:: PASSAGE ::
==========

An analysis of the results shows that the average top diameters D were greater than the average bottom diameters D. This may be related to simultaneous side wall tool wear during the drilling process. The larger side gap in the hole’s bottom area could not provide the conditions under which electrical discharges occur. However, the average value of the bottom diameter increased as the current amplitude I increased (in spite of the hole’s conical shape). Figure 5 and Figure 6 present the dimensional shape of the holes for extreme values of applied current amplitude. An increase in current caused a higher amount of energy to be transferred in a single discharge; thus, a higher amount of material was removed. For I > 4 A, the drilled holes were characterized by a higher aspect ratio (AR > 10). A higher AR prevented the removal of debris (due to insufficient flushing in the machining area’s inter-electrode gap and the side gap at the bottom of the hole) and strengthened the accumulation of debris. The conditions in the machining area could produce secondary discharges that would expand the bottom diameter. In this case, an increase in the bottom diameter could produce a decrease in tap. At the maximal value of applied current I = 4.65 A (U = 100 V and t = 550 µs), the taper angle of the hole was reduced to the minimum value (about zero) (Figure 7a).

Figure 5

The profile of the drilled hole for the minimum value of applied current amplitude I = 3 A, U = 100 V, t = 550 μs, and aspect ratio AR = 6.

Figure 6

The profile of the drilled hole for the maximum value of applied current amplitude I = 4.65 A, U = 100 V, t = 550 μs, and AR = 19.

Figure 7

Relationship between the current amplitude (I) and the discharge voltage (U) and the process’s performance: (a) taper angle (tap); (b) aspect ratio (AR); t = 550 µs.

The results showed that the drilling speed (v) depended mainly on the discharge voltage U and the current amplitude I. The pulse time (t) had an insignificant effect on the drilling speed. The amount of removed material depended on the energy in a single discharge. A higher U and I would cause a higher discharge energy and an increase in the drilling speed. In addition, a higher discharge voltage (U = 100–120 V) could cause bailing and the evaporation of water. Gas bubbles could hinder the dielectric flow and the removal of debris. The highest values of drilling speed (v = 10 µm/s) and aspect ratio (AR = 23) were obtained for the machining parameters U = 120 V, t = 282 µs, and I = 4.32 A. The analysis of the results showed a decrease in the taper angle (tap = 0.006) in the case where a higher AR > 10 was obtained. This confirmed that the accumulation of debris was strengthened and a higher number of secondary discharges occurred. Since the same drilling time (t = 45 min) was applied in each experiment, it was concluded that the drilling performance influenced the obtained AR values (Figure 7b).

==========

:: DATASET EXTRACT ::
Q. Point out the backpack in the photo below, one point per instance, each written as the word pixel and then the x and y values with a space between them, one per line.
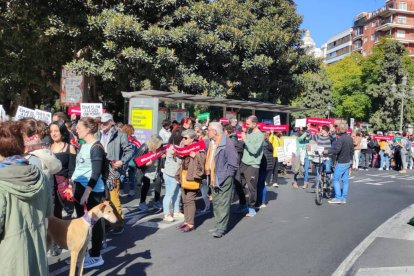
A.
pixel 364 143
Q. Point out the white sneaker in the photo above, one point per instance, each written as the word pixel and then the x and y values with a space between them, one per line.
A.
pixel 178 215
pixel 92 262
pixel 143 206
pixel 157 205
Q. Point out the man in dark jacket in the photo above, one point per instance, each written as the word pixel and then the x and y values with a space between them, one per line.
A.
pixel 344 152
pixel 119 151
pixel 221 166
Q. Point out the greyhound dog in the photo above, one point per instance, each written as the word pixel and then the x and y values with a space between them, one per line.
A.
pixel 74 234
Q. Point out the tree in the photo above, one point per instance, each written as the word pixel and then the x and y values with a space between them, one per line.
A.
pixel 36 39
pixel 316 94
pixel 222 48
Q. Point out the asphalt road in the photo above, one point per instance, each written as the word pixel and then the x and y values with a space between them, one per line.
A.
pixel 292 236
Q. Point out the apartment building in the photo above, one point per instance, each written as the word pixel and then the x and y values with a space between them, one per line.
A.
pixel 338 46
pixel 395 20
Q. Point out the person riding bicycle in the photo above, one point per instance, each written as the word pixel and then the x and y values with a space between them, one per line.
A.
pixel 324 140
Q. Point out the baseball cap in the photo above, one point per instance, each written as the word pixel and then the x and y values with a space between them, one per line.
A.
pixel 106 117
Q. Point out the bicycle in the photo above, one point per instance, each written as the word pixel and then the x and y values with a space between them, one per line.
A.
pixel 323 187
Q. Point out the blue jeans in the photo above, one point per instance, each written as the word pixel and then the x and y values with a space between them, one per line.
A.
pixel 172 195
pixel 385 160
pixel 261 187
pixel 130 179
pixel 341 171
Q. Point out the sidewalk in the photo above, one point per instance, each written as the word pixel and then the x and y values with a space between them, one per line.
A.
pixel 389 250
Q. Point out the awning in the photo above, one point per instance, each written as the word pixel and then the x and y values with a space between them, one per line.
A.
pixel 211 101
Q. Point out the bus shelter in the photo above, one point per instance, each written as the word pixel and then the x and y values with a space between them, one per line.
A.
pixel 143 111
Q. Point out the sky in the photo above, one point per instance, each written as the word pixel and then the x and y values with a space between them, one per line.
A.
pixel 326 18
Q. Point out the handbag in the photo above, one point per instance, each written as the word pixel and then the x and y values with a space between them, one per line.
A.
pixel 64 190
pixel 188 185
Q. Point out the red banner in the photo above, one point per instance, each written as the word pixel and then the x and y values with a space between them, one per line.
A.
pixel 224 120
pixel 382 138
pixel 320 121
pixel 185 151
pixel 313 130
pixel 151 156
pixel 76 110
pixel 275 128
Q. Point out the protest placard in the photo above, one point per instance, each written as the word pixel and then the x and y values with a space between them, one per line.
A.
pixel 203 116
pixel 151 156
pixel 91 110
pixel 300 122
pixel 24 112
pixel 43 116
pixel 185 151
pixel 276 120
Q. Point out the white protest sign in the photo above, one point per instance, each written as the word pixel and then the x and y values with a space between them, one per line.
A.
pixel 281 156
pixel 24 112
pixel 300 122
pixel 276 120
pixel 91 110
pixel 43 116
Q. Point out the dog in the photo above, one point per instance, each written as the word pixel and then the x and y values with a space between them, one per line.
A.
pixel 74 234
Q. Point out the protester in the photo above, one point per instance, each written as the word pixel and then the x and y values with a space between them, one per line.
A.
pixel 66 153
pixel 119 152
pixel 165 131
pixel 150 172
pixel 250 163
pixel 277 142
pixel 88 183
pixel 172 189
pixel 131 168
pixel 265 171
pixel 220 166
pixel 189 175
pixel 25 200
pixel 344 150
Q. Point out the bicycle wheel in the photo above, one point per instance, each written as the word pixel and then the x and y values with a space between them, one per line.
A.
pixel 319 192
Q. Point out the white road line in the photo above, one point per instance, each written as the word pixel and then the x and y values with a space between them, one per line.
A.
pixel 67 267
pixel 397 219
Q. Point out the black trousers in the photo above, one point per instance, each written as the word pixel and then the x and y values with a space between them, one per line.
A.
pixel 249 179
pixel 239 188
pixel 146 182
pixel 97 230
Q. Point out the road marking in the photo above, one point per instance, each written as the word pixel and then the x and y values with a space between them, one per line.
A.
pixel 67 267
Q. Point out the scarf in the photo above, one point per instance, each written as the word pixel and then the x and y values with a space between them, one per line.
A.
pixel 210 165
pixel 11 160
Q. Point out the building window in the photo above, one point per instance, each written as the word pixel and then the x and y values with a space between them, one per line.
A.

==========

:: JOB 1 ::
Update the part of the drilling passage that opens with the words containing "The profile of the drilled hole for the maximum" and closes with "t = 550 µs.", changing "taper angle" to "cone angle" throughout.
:: JOB 2 ::
Reproduce the part of the listing that opens with the line containing "Q. Point out the greyhound" and closes with the line containing "pixel 211 101".
The drilling passage and the listing are separate, unrelated material.

:: WRITTEN REPLY 1 ::
The profile of the drilled hole for the maximum value of applied current amplitude I = 4.65 A, U = 100 V, t = 550 μs, and AR = 19.

Figure 7

Relationship between the current amplitude (I) and the discharge voltage (U) and the process’s performance: (a) cone angle (tap); (b) aspect ratio (AR); t = 550 µs.

:: WRITTEN REPLY 2 ::
Q. Point out the greyhound dog in the photo above, one point per instance, each written as the word pixel and then the x and y values with a space between them, one per line.
A.
pixel 74 234
Q. Point out the tree in the photo above, one point per instance, each written as the word pixel and then the x and y values with a space between them, one per line.
A.
pixel 36 39
pixel 316 94
pixel 222 48
Q. Point out the asphalt road in the photo above, one point per instance, each written as the word pixel and then the x and y values with a space between them, one per line.
A.
pixel 292 236
Q. Point out the apartment building in the photo above, one point per instance, each written as the word pixel and then the x and y values with a space between them, one per line.
A.
pixel 338 46
pixel 395 20
Q. Point out the person riding bicycle in the photo above, one point per instance, each written as the word pixel and then the x and y values with a space between them, one per line.
A.
pixel 324 140
Q. Point out the baseball cap in the photo above, one point per instance, each written as the word pixel and then the x and y values with a space between them, one per line.
A.
pixel 106 117
Q. Point out the bicycle in the photo above, one point per instance, each written as the word pixel and then the x and y values with a space between them, one per line.
A.
pixel 323 187
Q. Point out the blue jeans in the photo above, one point per instance, each written as the word pixel and then the x and y values with a space between them, one per line.
A.
pixel 172 195
pixel 385 160
pixel 261 187
pixel 130 179
pixel 341 171
Q. Point out the sidewalk in the photo above, one point per instance, each written as the word pixel and then the x and y values with a space between them, one per line.
A.
pixel 389 250
Q. Point out the awning in the photo above, one point per instance, each written as the word pixel and then the x and y values with a space between them, one per line.
A.
pixel 211 101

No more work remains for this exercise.